**Requirements:** Update the lines below by changing "SHALL" to "will" wherever it appears, and leave everything else untouched.

[START OF Exercise material]

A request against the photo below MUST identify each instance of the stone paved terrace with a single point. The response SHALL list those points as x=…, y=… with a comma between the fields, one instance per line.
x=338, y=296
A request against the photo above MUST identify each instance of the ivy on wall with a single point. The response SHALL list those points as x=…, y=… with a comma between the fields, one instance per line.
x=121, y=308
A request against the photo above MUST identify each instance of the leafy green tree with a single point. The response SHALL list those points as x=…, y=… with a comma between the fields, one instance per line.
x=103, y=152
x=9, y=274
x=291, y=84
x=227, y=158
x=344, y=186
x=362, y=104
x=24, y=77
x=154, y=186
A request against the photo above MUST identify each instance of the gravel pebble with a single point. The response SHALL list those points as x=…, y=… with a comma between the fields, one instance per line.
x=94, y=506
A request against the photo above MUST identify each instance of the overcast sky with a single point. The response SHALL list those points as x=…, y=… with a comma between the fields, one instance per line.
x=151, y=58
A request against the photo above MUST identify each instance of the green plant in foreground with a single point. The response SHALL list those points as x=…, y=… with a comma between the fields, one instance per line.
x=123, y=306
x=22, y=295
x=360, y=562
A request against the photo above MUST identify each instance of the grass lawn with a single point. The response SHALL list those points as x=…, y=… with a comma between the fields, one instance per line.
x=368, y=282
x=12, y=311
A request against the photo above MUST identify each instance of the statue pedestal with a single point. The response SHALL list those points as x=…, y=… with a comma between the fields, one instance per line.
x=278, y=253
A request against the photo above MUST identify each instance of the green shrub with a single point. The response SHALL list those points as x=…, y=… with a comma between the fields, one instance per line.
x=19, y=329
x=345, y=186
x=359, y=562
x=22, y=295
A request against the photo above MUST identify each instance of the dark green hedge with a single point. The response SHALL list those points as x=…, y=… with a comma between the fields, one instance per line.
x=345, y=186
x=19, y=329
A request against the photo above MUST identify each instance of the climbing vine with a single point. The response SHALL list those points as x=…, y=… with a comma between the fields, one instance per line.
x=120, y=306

[END OF Exercise material]

**Exercise solution:**
A request against the photo below MUST identify each instance of the stone paved terrace with a single point. The response will list those points as x=…, y=… with a comma between the fields, one instance per line.
x=338, y=296
A request against the photo above MUST identify each instance of the ivy on wall with a single point. The response will list those points as x=…, y=… with a comma between the fields, one instance per line.
x=121, y=308
A request against the photo above MUST identify each instance of the leafy green tree with a single point. The response will list those points as x=…, y=… with a comma between the fields, one instance per line.
x=103, y=152
x=9, y=274
x=291, y=84
x=227, y=158
x=344, y=186
x=362, y=104
x=24, y=77
x=154, y=186
A request against the photo above MUST identify each instance of the gravel pebble with a single point. The response will list those points as x=…, y=… with a comma between the fields, one instance per line.
x=94, y=506
A request against the photo above MUST identify each instance of the overcast sky with a single point. The response will list those points as x=…, y=… with a comma between the fields, one instance per line.
x=151, y=58
A request against the photo above MUST identify each instance of the green plant in foreground with a single point. The response will list those points as x=…, y=… with a comma between the fields, one instance per line.
x=123, y=306
x=22, y=295
x=360, y=562
A request against the photo above MUST identify each instance of the grass lawn with a single point. The response will list those points as x=…, y=… with a comma between the fields, one instance per line.
x=368, y=282
x=12, y=311
A request against the photo above MUST identify each instance of the statue pedestal with a single point. The response will list those points as x=…, y=… with a comma between the fields, one instance per line.
x=278, y=253
A request against the photo above MUST identify each instance of the green shrub with a single point. The response will list those points as x=…, y=… with a comma between the fields, one instance per line.
x=19, y=329
x=345, y=186
x=359, y=562
x=22, y=295
A request against the photo above MUST identify each instance of the dark green hedge with a single point. The response will list those points as x=…, y=… with a comma between the fields, one instance per line.
x=345, y=186
x=19, y=329
A request against the photo above MUST identify each instance of the climbing vine with a single point. The response will list those points as x=…, y=… with a comma between the fields, one instance per line.
x=120, y=306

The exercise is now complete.